文書の抜粋 >>
┌────────
臨床試験の場合、比較対象群との有意差の有無も示されるので、臨床試験データを見慣れた医療従事者にとってはその有用性が理解しやすいとも考えられる。また、医薬品の労働生産性に対する有用性自体が十分に認知されてはいないので、社会全体にそのことを発信するという点でも有用な方法だと思われる。しかし、仮に労働生産性指標が20%改善したとして、それがどのような意味を持つのかといった点は理解しづらい面もある。その臨床的意義を明確化することや、償還や価格設定の根拠とするなどの応用的な取り扱いには今後の研究が必要となろう。

表1 労働生産性の改善効果を臨床試験で示した事例

4-(2).生産性損失を算出し、費用対効果の評価の中で考慮する

医療経済的観点からは、治療に関わる医療費以外の費用として生産性損失を計算し、費用対効果の指標であるICER(incremental cost-effectiveness ratio、増分費用効果比)の算出に含めることが考えられる。この生産性損失を考慮する手法に関しては、政策研ニュースNo.52「医療経済評価における生産性損失の取扱い方」 10)で既に述べているため、本稿での詳細説明は割愛するが、生産性損失の算出プロセスは図5に示す通りである。上述したWPAI等の調査票から得た総労働生産性損失時間に、平均時給(もしくは日給)を乗じて、総費用(生産性損失)を算出する。また、本ニュースNo.5210)内では、生産性損失の考慮を行っている国の事例として、オランダを取り上げている。オランダのHTA機関であるCVZより公開されている394件(2007年から2017年8月までの評価結果)の結果を解析したところ、実際に生産性損失を組み込んで分析していたのは23件(5.8%)であったと報告している。このオランダの事例からは、生産性損失を費用対効果内で考慮可能な制度下であっても、手法の難しさ等の理由から、現実的には一部の医薬品でしか実施されていないことが確認された。一方で、生産性損失を費用対効果の算出に組み入れることで、実際に医療費が上昇してもその多くが生産性損失の減少によって補填されること、対象となる患者が働く世代である場合に、生産性損失を算出することが有意義に働くことを示唆されたと述べられている。

図5 生産性損失の算出法

なお、2019年4月より本邦で制度化された費用対効果評価の分析ガイドラインでも以下のように明確にその考慮可能性が記載されている「(原文)評価対象技術の導入が生産性に直接の影響を与える場合には、より広範な費用を考慮する立場からの分析を行い、生産性損失を費用に含めてもよい。」 11)。「保健医療費支払者の立場をとり、生産性損失は考慮しない」立場をとる英国NICEも、アプレイザル(総合的評価)の際に介助の減少を通した介助者の生産性損失の減少を考慮した例がある。ICERに組み込むためには生産性損失の金銭換算が必要になり、その際には就業率を考慮するか否か、何歳まで生産性損失を組み込むか、誰の賃金を用いて換算するかなど、さまざまな論点がある。これらの論点について明確な「正解」は存在しないため、どのような仮定をおいて算出を行ったかを明示することが重要となる。
└────────
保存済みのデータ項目
┌────────
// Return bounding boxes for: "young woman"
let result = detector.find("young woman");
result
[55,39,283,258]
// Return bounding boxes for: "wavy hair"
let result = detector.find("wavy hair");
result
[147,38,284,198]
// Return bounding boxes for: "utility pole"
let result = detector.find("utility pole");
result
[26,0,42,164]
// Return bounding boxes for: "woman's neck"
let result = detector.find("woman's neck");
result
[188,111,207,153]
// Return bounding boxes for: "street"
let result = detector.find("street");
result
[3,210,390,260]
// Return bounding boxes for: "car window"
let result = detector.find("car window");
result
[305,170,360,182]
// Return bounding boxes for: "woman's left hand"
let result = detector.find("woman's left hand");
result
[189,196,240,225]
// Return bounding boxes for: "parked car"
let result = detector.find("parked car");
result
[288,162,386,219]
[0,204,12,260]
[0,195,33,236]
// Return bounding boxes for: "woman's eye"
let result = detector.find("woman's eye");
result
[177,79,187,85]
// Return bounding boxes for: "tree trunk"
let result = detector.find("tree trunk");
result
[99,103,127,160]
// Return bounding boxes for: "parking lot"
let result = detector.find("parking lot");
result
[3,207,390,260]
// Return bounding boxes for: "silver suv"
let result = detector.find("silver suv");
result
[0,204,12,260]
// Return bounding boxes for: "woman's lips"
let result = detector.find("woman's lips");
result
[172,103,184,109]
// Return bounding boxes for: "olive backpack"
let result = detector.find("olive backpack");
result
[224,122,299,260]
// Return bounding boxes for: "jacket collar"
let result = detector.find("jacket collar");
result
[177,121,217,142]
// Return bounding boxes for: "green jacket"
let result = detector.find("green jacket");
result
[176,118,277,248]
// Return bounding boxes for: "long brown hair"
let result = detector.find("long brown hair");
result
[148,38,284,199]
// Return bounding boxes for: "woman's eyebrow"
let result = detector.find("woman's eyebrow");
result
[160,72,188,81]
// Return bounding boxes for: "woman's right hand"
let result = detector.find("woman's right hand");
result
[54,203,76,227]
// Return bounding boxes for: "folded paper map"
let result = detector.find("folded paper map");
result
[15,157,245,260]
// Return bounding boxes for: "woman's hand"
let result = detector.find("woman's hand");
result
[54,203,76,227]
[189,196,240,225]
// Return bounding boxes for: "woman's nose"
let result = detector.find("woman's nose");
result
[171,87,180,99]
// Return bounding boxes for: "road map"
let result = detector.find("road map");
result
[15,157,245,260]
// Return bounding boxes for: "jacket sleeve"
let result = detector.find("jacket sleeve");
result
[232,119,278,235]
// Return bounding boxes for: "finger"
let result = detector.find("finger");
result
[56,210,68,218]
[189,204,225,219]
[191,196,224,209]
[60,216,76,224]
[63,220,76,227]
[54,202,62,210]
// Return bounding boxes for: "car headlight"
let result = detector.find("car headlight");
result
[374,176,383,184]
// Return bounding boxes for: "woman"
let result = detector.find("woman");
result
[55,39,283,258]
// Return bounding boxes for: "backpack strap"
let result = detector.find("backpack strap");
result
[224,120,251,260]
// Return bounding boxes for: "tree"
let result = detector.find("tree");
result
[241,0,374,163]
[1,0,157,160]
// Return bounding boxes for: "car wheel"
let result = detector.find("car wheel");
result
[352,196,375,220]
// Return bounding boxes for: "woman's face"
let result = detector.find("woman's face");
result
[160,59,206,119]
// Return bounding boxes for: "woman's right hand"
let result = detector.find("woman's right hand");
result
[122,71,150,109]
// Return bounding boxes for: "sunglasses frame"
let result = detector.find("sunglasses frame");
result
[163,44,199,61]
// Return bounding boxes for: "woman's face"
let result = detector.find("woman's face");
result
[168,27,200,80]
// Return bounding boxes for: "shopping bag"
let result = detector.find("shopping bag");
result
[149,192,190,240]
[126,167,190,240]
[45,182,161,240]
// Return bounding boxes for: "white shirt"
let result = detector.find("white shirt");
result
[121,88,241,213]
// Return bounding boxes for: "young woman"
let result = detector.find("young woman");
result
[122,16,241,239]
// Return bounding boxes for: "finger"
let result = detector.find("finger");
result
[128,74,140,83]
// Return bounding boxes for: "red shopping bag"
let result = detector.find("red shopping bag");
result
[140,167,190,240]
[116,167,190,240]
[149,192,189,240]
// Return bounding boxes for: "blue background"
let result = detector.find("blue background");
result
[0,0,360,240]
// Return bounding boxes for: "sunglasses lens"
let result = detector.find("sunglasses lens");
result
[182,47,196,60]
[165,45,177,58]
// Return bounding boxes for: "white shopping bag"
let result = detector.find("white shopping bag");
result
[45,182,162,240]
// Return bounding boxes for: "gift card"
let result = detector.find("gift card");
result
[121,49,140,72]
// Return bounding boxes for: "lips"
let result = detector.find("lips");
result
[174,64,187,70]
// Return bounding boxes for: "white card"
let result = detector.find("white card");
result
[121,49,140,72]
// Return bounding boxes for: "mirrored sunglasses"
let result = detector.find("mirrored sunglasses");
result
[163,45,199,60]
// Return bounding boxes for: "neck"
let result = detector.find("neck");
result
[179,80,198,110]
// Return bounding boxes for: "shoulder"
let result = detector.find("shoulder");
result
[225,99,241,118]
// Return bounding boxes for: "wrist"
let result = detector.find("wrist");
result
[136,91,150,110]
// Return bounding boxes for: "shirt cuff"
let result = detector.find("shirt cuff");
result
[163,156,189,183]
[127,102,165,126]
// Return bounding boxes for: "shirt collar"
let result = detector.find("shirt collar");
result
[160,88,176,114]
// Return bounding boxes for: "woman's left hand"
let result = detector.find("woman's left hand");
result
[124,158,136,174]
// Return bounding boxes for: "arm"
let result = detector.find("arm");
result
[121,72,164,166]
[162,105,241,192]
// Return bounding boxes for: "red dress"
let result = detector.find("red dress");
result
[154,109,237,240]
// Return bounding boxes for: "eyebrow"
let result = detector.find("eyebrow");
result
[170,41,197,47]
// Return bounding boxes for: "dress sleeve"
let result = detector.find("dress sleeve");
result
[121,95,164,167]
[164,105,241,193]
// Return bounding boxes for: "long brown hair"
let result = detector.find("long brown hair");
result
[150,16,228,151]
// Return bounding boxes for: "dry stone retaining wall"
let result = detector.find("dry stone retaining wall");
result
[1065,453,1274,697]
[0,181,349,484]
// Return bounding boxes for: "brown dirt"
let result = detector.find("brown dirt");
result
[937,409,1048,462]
└────────
課題の目的 >>
医薬品評価における生産性損失の扱いを論じた文章を、最後の文の後から書き継いでもらえますか。

記述回答 >>
4-(3).医療コストと生産性損失等を用いて、社会的な影響度を示す

最後の活用方法として、上述の生産性損失とその医薬品が使用された場合の追加医療コストを算出し比較することで、社会的な影響度を示す方法がある。つまり、その医薬品を自国に導入した場合に、どの程度の経済的ベネフィットが得られるのかを推計し、定量的に示すものである。最近、このような事例が散見され、例えば、片頭痛の発症を抑制する薬であるErenumabのドイツ国内における推計では、追加医療コスト€5.86bn、生産性損失€14.35bnと算出されている(表2)。つまり、追加医療コストよりも生産性損失の方がずっと大きく、社会としてValue Invest Ratioはおよそ2.5であるといった結果を示している 12)。なお、Unpaid workとは家事や育児等の家庭での仕事のことであり、このUnpaid workに関する生産性損失も算出され、組み入れられている。

表2 社会的な影響度の推計値

日本でも、2010年の各種ワクチンの定期接種化に関する医療経済評価研究において、ワクチンの接種費用を「費用」に、感染症の医療費削減と治療にともなう生産性損失、さらに患者の病状悪化や早期死亡にともなう生産性損失を「便益」とみなして比較する費用便益分析が手法の1つとして提案された。実際のワクチンの評価は通常の費用効果分析や費用のみの比較(早期死亡の損失を組み込まない)で実施されたが、基本的な考え方はValue investment ratioと共通する部分もある。

この方法はまだ一般的に認知されたものではないが、医療政策的視点あるいは国民視点でみると、社会的なベネフィットが理解しやすいという利点があるようにも思える。新たな医薬品の導入にかかる費用を、コストではなく投資という観点から見ることができるとともに、その薬がどの程度、社会に経済的ベネフィットを還元するのかといった、ある意味シンプルな問いに対するアプローチ方法の一つとして、新しい価値の示し方であると言える。

5.まとめ

ここまで、臨床試験での労働生産性アウトカム評価(WPAI)、そしてそのアウトカム評価の利活用の現状について述べてきた。臨床試験におけるアウトカム評価に関しては、WPAIが頻度高く用いられている疾患の特徴を確認することができた。また、それらを利活用する方法を3つに大別し、それぞれについて事例を用いて考察した。

WPAI等を用いて労働生産性アウトカムを測ることは、その医薬品の本来の価値を示す上で重要だと考えられる。また、医薬品開発の観点からも患者自身の評価を反映するツールの一つとしてより普及していくことも望まれる。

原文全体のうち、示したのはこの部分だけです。